GIVEN TEXT:
•••
At this early stage in his presidency, George W. Bush has not only
chosen to emphasize a select handful of issues that enjoy widespread appeal
-- ensuring success, and the semblance of strength -- but has lowered the
fever pitch of the presidency. None of us is privy to the melodrama of the
Bush marriage (if there is one) and there are no breathless revelations
about crisis management, or the burden of office, or burning the midnight
oil in the White House. The image is smooth and the atmosphere is one of
understated confidence -- so much, indeed, that journalists wonder who's in
charge. The Bush precursors who last inspired such thoughts were Dwight D.
Eisenhower and Ronald Reagan. And Bush has the wit, and serene
self-confidence, to poke fun at this palpably fictional public image.
•••
RECORDED DATA:
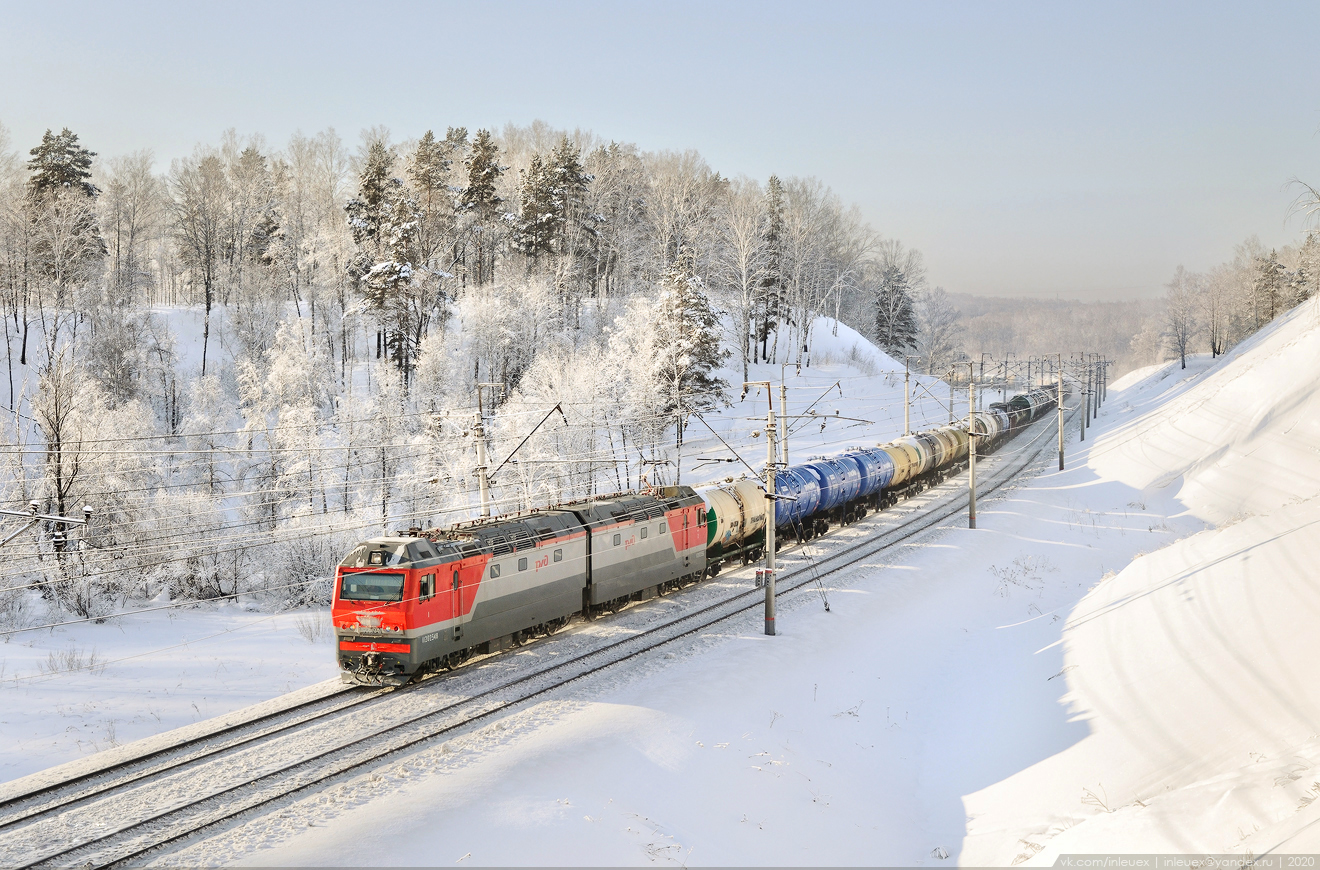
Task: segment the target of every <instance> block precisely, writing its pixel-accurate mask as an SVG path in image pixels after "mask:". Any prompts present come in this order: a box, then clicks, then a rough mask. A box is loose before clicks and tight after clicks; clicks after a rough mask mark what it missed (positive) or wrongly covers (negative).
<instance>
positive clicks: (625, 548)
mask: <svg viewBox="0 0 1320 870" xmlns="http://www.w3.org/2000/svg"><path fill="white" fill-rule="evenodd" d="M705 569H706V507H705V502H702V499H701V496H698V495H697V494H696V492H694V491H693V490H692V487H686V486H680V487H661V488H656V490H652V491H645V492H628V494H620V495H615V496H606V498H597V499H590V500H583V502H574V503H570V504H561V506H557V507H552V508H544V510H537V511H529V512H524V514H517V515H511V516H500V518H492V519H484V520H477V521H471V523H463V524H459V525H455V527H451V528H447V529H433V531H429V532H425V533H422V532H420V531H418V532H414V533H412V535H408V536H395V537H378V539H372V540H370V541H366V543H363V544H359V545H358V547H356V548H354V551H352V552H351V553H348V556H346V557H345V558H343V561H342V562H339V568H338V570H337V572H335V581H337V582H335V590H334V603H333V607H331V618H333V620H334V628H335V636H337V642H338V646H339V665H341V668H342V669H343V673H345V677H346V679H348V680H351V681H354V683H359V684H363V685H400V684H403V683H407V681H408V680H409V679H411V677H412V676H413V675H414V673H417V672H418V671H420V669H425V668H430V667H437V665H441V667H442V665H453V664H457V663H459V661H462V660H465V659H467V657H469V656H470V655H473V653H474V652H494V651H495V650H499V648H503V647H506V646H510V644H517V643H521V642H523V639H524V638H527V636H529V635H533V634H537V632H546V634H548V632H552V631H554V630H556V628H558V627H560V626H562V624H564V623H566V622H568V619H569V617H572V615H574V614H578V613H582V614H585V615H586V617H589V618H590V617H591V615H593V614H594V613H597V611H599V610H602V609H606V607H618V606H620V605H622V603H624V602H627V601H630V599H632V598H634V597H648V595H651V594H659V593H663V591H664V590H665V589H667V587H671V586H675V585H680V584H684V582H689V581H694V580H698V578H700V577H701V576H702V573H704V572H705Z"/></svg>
•••
SET OF TASKS:
1. How would you say this sentence from the passage on Bush's early presidency in Spanish: "The Bush precursors who last inspired such thoughts were Dwight D. Eisenhower and Ronald Reagan."?
2. Do these statements agree with the passage on Bush's early presidency? Answer yes or no for each and quote the deciding words. (a) Bush has chosen to emphasize a small number of issues with broad appeal. (b) Bush has raised the fever pitch of the presidency. (c) There have been breathless revelations about crisis management in the White House.
3. Could you repeat the passage on Bush's early presidency word for word, starting at "At this early" and ending at "fictional public image."?
The lines play no part in this work.

RESPONSES TO THE TASKS:
1. Los predecesores de Bush que inspiraron por última vez tales pensamientos fueron Dwight D. Eisenhower y Ronald Reagan.

2.
(a) Yes: "chosen to emphasize a select handful of issues that enjoy widespread appeal"
(b) No: "has lowered the fever pitch of the presidency"
(c) No: "there are no breathless revelations about crisis management"

3.
At this early stage in his presidency, George W. Bush has not only
chosen to emphasize a select handful of issues that enjoy widespread appeal
-- ensuring success, and the semblance of strength -- but has lowered the
fever pitch of the presidency. None of us is privy to the melodrama of the
Bush marriage (if there is one) and there are no breathless revelations
about crisis management, or the burden of office, or burning the midnight
oil in the White House. The image is smooth and the atmosphere is one of
understated confidence -- so much, indeed, that journalists wonder who's in
charge. The Bush precursors who last inspired such thoughts were Dwight D.
Eisenhower and Ronald Reagan. And Bush has the wit, and serene
self-confidence, to poke fun at this palpably fictional public image.